▸ **Problem statement**: Produce an exact copy of the lines from the line containing "Could you please segment every instance of the <item>yellow" through the last line of the entries below, and only those lines.

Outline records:
• • •
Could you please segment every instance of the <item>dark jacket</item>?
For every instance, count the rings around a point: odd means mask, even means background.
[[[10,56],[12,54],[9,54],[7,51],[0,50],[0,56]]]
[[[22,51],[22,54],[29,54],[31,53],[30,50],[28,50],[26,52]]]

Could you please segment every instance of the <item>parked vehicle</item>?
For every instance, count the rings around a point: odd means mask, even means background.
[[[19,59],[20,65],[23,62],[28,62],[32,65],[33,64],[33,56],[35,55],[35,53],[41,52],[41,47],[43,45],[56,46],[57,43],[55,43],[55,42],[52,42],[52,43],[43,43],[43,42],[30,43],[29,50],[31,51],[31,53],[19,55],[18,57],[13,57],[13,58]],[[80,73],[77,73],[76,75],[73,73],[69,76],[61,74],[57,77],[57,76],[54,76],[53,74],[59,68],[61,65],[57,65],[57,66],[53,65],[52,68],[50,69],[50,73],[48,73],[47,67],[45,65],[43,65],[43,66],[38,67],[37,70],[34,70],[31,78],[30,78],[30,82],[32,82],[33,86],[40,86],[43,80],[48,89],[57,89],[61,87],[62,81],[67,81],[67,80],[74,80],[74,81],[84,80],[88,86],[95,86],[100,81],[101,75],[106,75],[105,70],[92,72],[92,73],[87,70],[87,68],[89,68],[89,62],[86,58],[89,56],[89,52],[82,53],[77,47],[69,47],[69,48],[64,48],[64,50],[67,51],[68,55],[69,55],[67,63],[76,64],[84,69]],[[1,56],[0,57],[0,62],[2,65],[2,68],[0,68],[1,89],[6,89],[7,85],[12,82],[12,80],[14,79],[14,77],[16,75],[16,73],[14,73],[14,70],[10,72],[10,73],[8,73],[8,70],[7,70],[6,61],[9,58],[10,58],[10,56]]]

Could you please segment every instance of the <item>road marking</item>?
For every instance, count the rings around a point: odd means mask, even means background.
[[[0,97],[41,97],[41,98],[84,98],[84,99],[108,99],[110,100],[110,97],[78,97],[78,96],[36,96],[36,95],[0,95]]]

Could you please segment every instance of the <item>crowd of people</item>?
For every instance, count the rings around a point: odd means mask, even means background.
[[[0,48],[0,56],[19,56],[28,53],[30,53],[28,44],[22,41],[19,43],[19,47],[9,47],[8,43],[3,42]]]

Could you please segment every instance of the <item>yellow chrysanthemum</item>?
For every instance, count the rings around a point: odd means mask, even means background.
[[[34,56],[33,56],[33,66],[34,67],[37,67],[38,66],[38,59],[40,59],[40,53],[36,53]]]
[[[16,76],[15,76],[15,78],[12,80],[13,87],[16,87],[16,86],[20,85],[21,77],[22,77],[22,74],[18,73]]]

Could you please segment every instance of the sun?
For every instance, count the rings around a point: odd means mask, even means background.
• • •
▸ **Finished exercise**:
Could you please segment every instance of the <item>yellow chrysanthemum</item>?
For every instance, count the rings around a point: odd means mask, even means background.
[[[34,56],[33,56],[33,66],[34,67],[37,67],[38,66],[38,59],[40,59],[40,53],[36,53]]]
[[[16,76],[15,76],[15,78],[12,80],[13,87],[16,87],[16,86],[20,85],[21,77],[22,77],[22,74],[18,73]]]

Could you please segment every instance of the sun?
For every instance, count the rings around a point: odd means mask, even means background.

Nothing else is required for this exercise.